>> Begin Page

Atomic and subatomic scales: quantum mechanics governs the behaviour of particles at the scale of atoms. Position and momentum can't both be known precisely (Heisenberg uncertainty principle). The classical trajectory described by F = ma simply doesn't exist at quantum scales — you have probability amplitudes and wavefunctions instead.
For everything in between — from dust particles to spacecraft, from milliseconds to geological timescales, from micronewtons to meganewtons — F = ma works. The range of its validity is extraordinary.
Common Mistakes
Using a single force instead of net force. F in F = ma is always the vector sum of all forces. If a 100 N push is opposed by 30 N of friction, F_net = 70 N — not 100 N. Using 100 N gives the wrong acceleration.
Confusing mass and weight. Mass (kg) is resistance to acceleration; weight (N) is the gravitational force. Weight = mg. You feel heavier in a lift accelerating upward not because your mass increased but because the normal force from the floor exceeds your weight (N − mg = ma → N = m(g+a)).

>> End Page
>> Begin Entries

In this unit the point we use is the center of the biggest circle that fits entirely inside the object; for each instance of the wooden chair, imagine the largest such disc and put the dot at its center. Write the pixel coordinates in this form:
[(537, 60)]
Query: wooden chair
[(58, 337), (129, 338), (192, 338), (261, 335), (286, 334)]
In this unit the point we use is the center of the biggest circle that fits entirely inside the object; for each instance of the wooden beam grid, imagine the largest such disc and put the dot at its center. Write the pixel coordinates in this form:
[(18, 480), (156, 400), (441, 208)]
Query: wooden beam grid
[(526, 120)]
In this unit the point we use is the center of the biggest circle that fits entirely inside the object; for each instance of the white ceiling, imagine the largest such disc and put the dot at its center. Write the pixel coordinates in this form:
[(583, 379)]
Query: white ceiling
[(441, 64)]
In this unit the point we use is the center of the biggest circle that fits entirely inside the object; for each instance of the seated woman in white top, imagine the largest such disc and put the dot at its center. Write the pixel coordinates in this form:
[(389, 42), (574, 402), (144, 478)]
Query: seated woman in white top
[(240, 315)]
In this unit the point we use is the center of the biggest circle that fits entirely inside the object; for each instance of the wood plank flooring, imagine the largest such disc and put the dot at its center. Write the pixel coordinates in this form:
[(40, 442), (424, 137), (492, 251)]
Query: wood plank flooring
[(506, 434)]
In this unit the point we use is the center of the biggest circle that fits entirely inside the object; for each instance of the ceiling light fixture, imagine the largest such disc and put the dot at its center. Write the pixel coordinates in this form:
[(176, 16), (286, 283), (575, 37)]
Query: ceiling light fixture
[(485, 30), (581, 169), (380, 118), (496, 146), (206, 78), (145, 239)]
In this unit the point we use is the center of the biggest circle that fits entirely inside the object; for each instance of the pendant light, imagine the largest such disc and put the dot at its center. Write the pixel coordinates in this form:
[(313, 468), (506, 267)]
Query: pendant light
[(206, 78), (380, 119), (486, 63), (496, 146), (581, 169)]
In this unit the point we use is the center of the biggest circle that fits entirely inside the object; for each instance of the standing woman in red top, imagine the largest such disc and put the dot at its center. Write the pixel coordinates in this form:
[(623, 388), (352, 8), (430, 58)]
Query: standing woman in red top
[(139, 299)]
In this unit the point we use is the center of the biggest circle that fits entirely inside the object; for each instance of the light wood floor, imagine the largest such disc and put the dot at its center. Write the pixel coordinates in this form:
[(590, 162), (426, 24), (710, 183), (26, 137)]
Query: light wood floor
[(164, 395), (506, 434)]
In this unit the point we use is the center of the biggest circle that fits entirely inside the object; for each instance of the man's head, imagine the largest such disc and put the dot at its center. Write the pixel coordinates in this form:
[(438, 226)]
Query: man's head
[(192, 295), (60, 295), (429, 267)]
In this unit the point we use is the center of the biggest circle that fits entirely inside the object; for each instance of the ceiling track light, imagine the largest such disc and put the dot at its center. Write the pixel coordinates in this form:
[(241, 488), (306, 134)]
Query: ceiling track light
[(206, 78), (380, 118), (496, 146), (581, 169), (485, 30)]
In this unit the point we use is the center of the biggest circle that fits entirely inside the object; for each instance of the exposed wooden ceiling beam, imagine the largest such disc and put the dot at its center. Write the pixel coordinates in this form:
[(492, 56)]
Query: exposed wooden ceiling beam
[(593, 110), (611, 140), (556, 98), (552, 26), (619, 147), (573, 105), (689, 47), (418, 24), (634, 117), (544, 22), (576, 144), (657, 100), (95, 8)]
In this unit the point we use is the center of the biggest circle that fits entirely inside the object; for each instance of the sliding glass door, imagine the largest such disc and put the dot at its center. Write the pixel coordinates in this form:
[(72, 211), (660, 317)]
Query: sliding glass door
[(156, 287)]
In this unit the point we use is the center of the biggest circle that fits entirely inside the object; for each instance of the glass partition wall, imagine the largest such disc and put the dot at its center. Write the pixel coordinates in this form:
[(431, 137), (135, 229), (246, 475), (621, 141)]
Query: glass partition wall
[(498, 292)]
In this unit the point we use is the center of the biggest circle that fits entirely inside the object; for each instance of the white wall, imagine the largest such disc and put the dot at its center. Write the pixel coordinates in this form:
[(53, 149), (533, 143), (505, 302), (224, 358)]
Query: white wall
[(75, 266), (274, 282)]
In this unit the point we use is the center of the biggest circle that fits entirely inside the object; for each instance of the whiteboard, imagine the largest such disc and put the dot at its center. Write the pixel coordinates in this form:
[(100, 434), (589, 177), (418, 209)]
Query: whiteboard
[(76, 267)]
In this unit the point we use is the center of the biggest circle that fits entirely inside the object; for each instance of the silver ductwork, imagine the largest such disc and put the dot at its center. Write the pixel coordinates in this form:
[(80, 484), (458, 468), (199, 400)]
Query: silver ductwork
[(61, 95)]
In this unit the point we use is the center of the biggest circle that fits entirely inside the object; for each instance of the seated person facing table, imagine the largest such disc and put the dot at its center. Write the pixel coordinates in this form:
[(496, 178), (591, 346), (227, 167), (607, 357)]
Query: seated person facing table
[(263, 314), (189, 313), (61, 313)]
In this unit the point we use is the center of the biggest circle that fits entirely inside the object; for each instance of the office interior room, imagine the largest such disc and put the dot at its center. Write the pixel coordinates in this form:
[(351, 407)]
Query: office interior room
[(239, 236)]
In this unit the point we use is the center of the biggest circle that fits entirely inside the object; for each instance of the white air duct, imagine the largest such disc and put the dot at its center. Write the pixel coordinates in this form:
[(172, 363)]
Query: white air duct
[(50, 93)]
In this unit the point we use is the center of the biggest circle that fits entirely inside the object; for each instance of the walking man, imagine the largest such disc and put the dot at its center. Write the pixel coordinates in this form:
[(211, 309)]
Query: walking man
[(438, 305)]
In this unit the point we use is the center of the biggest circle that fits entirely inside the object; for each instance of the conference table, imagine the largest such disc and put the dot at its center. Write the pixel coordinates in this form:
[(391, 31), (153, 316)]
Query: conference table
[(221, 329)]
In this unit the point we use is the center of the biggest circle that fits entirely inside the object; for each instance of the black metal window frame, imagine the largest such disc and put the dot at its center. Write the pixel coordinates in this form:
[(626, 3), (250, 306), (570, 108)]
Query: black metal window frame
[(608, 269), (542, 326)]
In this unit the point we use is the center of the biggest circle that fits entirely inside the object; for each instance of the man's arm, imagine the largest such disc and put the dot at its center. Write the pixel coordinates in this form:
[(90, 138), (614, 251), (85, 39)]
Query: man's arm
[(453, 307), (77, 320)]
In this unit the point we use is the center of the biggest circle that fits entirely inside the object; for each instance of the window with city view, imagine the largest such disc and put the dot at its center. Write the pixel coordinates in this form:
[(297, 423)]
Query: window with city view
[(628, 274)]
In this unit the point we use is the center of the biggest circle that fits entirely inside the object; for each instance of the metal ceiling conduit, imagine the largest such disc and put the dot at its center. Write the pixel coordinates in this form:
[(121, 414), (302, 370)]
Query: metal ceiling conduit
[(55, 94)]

>> End Entries

Goal ::
Resume the text on F = ma after its final sentence, in the same format and tone.

Task answer ::
Forgetting that acceleration can oppose velocity. A decelerating object has acceleration opposing its direction of motion — the net force is backward. Deceleration is not a separate concept; it's just acceleration with a sign opposite to velocity.
Applying F = ma to systems instead of individual objects. In multi-body problems (e.g. connected masses), write separate F = ma equations for each body. The internal forces (tension, contact forces) cancel in the system equation but appear individually in each body's equation — that's how you find them.
Frequently Asked Questions
What is Newton's Second Law F = ma?
Newton's Second Law states that the net force acting on an object equals its mass multiplied by its acceleration: F = ma. Acceleration is directly proportional to net force (double the force, double the acceleration) and inversely proportional to mass (double the mass, halve the acceleration). F must be the net force — the vector sum of all forces acting — not just one of the forces. The law applies in every direction independently, making it a vector equation.
Which law is F = ma — Newton's first, second, or third?
F = ma is Newton's Second Law of Motion. Newton's First Law says an object with zero net force has zero acceleration (stays at rest or moves at constant velocity). Newton's Second Law says a non-zero net force F produces acceleration a = F/m. Newton's Third Law says every force has an equal and opposite reaction force. F = ma is specifically and only the Second Law.
What does each symbol in F = ma stand for?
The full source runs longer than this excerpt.